Supplied text:
--- START ---

COLUMBUS, Ohio — Ever since Intel announced its plans to build a computer chip facility in Licking County, there were whispers that the company was also planning to purchase land nearby to build an airport for its executives.
An Intel spokesperson on Wednesday told 10TV there are no plans to build an airport.
Additionally, it was confirmed that some well water will be used during the early excavation of the site, but Intel plans to top into Columbus’ water system by 2023.
However, the planned groundbreaking ceremony remains on hold as the company is awaiting the passage of the Creating Helpful Incentives to Produce Semiconductors (CHIPS) for America Act in Congress.
On Tuesday, the Senate passed a provisional vote on the $52 billion incentive package designed to create more chip manufacturing in the U.S. Intel has been heavily lobbying for the passage of the CHIPS Act to partially fund the new Ohio facility.
Taiwan Semiconductor Manufacturing Company and Samsung, which are building plants in the U.S., also have been lobbying to pass the bill as soon as possible.

--- END ---

What to do:
1. From the news report on Intel's Ohio chip facility, list every company that the report says has been lobbying for passage of the CHIPS for America Act.
2. Write a continuation of the news report on Intel's Ohio chip facility, picking up after its final sentence.

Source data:
--- START ---

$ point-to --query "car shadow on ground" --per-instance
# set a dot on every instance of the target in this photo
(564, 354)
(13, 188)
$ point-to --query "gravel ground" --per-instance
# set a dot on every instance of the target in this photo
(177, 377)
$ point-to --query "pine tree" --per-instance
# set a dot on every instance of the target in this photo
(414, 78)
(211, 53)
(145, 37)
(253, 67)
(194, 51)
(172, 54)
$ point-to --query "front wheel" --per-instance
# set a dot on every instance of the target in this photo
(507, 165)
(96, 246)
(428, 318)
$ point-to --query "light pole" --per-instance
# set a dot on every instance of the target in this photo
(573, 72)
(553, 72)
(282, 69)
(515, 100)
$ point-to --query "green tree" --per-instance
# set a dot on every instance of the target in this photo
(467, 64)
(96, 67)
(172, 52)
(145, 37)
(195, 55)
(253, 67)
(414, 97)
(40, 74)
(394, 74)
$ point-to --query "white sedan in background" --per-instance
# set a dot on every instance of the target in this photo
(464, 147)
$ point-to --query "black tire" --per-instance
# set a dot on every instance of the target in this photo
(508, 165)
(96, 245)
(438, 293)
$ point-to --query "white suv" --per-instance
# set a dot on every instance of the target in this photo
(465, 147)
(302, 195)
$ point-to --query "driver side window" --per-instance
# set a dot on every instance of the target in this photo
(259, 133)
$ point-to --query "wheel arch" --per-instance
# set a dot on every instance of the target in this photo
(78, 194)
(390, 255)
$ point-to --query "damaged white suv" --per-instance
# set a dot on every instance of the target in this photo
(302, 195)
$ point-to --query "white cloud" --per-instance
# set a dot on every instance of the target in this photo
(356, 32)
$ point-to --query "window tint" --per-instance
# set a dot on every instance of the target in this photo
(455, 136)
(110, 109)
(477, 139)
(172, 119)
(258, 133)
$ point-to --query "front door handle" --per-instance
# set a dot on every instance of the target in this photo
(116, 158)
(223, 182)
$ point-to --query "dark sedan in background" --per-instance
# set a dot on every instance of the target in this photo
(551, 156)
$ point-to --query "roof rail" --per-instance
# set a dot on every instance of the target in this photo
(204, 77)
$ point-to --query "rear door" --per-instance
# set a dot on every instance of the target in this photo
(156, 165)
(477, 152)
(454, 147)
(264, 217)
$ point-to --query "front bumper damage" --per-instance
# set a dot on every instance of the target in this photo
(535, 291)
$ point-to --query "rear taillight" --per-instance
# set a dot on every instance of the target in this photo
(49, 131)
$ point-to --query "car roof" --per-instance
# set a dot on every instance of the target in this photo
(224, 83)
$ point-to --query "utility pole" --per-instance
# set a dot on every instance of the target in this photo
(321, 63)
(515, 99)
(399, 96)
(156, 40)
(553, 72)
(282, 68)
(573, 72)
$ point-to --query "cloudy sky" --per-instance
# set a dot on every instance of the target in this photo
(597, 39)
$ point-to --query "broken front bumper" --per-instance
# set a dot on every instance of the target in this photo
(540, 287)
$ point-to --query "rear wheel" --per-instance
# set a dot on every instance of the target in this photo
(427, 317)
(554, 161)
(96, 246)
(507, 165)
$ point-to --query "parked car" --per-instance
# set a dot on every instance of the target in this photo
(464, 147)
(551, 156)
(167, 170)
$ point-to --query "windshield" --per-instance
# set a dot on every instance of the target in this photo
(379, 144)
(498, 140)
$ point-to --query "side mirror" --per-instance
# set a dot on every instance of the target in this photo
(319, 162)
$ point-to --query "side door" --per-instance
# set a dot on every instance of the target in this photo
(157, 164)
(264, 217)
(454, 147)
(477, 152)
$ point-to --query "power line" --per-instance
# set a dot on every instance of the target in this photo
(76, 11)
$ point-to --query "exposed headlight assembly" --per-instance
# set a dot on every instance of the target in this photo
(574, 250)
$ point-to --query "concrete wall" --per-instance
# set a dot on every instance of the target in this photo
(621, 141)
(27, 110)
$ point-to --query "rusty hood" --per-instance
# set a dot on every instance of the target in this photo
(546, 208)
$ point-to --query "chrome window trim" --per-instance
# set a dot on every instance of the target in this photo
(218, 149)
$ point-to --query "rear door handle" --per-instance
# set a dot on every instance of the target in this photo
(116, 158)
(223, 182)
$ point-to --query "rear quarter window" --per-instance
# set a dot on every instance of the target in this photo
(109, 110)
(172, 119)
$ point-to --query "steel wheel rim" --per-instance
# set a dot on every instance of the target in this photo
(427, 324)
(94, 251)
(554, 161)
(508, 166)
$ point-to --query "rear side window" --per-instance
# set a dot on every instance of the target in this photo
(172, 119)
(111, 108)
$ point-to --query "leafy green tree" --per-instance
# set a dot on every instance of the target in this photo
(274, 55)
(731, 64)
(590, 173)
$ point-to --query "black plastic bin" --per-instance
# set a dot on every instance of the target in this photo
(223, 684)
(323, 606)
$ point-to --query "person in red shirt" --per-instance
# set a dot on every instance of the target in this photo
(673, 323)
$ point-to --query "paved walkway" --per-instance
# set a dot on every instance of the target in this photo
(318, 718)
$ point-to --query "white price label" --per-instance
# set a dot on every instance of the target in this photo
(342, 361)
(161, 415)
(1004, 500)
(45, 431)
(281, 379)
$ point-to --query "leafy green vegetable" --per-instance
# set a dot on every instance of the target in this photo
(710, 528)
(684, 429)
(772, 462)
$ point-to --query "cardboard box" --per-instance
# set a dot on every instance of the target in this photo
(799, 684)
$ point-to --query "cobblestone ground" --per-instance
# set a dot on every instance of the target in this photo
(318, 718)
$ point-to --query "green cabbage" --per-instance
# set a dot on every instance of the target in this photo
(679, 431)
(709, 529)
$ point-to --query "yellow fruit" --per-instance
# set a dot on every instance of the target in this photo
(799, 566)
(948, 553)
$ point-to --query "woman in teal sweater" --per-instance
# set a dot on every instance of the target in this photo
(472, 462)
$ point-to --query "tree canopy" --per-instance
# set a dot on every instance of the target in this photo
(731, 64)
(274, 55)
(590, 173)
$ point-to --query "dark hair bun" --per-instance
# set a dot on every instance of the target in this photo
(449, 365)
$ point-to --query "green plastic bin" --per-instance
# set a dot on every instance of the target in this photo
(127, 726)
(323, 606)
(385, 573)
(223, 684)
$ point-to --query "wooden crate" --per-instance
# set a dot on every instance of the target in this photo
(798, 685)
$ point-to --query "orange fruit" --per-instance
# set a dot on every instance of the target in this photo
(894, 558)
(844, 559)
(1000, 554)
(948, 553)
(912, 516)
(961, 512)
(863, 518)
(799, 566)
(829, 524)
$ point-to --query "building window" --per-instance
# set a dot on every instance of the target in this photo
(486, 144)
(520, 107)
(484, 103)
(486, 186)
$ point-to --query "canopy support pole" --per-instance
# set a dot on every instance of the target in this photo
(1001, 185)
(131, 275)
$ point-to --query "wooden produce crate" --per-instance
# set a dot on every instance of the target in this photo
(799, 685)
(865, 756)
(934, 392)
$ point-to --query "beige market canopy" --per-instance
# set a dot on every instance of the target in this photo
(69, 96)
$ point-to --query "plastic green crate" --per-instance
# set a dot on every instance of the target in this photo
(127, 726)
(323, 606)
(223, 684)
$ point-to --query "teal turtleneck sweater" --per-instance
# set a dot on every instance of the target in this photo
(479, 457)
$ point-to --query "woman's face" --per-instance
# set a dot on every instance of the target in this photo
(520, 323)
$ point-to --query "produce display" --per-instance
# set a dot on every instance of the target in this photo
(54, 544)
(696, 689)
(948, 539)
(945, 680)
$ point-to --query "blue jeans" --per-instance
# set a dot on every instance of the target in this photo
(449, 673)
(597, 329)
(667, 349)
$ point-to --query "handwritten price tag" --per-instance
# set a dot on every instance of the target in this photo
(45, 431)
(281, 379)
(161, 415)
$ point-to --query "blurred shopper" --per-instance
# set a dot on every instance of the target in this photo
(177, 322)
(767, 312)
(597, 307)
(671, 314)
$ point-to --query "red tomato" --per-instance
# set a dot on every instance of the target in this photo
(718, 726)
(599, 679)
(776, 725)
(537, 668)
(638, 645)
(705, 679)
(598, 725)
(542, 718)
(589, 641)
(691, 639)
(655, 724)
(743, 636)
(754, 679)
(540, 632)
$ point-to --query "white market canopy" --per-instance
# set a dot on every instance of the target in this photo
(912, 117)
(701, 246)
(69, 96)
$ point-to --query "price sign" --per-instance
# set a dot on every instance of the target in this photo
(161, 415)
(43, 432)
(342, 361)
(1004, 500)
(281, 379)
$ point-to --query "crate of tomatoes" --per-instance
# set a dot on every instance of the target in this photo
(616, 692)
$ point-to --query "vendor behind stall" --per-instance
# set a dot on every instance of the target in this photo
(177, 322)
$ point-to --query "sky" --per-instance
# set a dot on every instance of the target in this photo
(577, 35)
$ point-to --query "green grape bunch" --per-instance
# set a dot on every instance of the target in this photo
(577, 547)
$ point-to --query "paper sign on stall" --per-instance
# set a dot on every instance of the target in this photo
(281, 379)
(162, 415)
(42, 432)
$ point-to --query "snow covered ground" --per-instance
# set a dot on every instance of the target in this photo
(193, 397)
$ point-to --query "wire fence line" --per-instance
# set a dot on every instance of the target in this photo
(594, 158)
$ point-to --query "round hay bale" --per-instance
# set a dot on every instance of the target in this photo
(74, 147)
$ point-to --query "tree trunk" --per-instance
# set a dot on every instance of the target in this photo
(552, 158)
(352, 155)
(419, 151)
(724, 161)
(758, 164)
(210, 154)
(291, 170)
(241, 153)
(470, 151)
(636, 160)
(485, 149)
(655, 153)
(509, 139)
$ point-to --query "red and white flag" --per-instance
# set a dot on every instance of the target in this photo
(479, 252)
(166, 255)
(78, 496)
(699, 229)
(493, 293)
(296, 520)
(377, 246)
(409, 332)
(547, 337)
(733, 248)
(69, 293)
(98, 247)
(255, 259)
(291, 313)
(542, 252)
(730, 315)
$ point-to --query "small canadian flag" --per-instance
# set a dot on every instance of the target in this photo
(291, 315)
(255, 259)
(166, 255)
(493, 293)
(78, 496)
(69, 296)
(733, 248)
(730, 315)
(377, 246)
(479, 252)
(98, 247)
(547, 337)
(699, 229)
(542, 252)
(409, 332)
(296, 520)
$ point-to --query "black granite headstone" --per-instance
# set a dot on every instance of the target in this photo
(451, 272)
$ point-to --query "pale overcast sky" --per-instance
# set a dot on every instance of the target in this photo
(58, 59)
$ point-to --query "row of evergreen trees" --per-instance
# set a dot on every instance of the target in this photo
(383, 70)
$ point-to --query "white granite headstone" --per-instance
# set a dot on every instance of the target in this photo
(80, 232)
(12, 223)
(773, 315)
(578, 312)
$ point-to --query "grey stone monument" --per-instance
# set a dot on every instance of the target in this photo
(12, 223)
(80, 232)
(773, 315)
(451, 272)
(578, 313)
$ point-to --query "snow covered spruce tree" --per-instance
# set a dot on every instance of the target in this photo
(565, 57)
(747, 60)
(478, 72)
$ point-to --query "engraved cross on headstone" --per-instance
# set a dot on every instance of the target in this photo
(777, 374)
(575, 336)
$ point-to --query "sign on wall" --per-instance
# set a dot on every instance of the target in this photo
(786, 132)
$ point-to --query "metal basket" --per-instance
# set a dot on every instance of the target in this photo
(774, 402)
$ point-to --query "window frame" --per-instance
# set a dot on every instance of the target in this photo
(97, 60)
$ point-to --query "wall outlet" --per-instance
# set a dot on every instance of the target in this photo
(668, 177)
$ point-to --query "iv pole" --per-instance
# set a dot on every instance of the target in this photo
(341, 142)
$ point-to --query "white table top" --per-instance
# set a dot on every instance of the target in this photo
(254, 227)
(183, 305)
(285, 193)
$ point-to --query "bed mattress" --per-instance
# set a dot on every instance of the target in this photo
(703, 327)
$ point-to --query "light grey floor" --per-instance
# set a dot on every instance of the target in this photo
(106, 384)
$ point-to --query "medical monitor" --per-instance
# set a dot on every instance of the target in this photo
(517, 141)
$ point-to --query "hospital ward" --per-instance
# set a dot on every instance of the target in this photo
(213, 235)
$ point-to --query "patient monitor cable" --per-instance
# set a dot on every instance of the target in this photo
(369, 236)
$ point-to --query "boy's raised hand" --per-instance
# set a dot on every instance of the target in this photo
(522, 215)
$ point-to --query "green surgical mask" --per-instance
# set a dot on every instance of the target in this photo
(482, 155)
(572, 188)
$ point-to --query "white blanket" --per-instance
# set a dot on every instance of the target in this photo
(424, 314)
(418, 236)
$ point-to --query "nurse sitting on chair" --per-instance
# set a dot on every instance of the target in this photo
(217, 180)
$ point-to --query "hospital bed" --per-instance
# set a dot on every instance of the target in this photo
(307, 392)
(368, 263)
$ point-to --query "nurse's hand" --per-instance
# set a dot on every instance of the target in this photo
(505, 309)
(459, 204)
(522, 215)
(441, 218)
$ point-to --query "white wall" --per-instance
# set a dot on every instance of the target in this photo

--- END ---

Your written answers:
1.
- Intel
- Taiwan Semiconductor Manufacturing Company
- Samsung

2.
Chipmakers have said failure to pass the bill would lead to delays in starting the plants.
Senate Intelligence Committee Chairman Mark Warner (D-Virginia) told Yahoo Finance last week he’s concerned that if the legislation is not passed, companies like Intel will move their chip plants overseas.
The legislation was introduced in response to the shortage of computer chips used in computers, cars, medical devices and military equipment.
During a discussion on the floor Tuesday, Ohio Senator Rob Portman said the U.S. economy took a $240 billion hit in 2021 because of the chip shortages.
The Senate should hold a vote on the legislation this week or next. The bill would then go to the House for passage before heading to President Joe Biden’s desk.